Uitspraak 201509454/1/V2


Volledige tekst

Bij deze uitspraak is een persbericht uitgebracht.

201509454/1/V2.
Datum uitspraak: 15 juni 2016

AFDELING
BESTUURSRECHTSPRAAK

Uitspraak op het hoger beroep van:

[de vreemdeling],
appellant,

tegen de uitspraak van de rechtbank Den Haag, zittingsplaats Groningen, van 22 december 2015 in zaak nr. 15/20539 in het geding tussen:

de vreemdeling

en

de staatssecretaris van Veiligheid en Justitie.

Procesverloop

Bij besluit van 17 november 2015 heeft de staatssecretaris, voor zover thans van belang, een aanvraag van de vreemdeling om hem een verblijfsvergunning asiel voor bepaalde tijd te verlenen, afgewezen. Dit besluit is aangehecht.

- RECORDS UIT DATASET:
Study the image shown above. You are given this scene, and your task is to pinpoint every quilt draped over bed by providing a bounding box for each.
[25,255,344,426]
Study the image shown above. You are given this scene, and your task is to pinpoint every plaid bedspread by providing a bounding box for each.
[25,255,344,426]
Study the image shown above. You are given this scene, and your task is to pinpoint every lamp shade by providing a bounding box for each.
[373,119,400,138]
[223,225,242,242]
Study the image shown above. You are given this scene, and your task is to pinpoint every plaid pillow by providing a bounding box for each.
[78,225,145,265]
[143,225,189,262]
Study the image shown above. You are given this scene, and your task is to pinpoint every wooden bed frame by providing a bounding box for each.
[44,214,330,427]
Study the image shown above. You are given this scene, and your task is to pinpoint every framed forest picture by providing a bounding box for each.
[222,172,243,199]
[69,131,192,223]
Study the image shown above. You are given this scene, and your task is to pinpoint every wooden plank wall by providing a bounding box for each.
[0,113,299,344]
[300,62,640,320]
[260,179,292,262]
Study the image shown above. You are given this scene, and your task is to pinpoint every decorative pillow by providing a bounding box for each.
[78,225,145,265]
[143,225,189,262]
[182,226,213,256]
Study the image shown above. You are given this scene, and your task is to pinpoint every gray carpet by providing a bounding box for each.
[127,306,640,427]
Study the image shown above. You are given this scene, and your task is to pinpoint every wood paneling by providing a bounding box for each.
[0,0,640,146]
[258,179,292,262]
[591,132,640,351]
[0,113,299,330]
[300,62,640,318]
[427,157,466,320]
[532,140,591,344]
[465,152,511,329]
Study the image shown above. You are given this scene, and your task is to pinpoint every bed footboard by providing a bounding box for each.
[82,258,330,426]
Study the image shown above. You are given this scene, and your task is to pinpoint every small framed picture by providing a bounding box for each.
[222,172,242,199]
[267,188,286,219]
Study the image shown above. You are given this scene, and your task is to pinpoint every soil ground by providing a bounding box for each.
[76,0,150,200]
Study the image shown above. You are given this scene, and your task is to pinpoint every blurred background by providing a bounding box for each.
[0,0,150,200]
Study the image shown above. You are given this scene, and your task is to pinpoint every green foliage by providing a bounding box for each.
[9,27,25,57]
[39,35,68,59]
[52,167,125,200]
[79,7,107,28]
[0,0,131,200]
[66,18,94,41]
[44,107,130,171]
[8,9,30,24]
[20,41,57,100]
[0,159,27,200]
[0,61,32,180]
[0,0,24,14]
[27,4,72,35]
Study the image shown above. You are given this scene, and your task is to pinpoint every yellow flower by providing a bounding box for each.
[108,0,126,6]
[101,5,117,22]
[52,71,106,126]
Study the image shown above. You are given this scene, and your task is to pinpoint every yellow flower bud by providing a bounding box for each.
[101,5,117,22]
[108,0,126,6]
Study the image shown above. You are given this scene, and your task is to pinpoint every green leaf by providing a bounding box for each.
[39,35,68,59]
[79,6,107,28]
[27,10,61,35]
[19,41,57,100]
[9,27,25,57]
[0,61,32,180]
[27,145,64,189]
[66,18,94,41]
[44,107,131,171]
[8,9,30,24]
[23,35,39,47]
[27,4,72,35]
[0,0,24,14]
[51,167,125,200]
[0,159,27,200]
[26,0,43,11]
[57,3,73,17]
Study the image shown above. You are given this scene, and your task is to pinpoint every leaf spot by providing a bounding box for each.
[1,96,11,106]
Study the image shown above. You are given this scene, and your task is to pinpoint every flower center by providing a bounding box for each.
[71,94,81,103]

- OPDRACHTEN:
1) Op welke datum is volgens het fragment uitspraak gedaan?
2) Vertaal de zin "Bij deze uitspraak is een persbericht uitgebracht." uit het fragment in het Engels.
3) Herschrijf de alinea uit het fragment die begint met "Bij besluit van 17 november 2015" beknopter en behoud daarbij de belangrijkste feiten.
De records staan los van het fragment en vormen afzonderlijk materiaal.

- ANTWOORDEN:
1) Op 15 juni 2016.

2) A press release was issued with this ruling.

3) Op 17 november 2015 heeft de staatssecretaris de aanvraag van de vreemdeling om een verblijfsvergunning asiel voor bepaalde tijd afgewezen. Het besluit is aangehecht.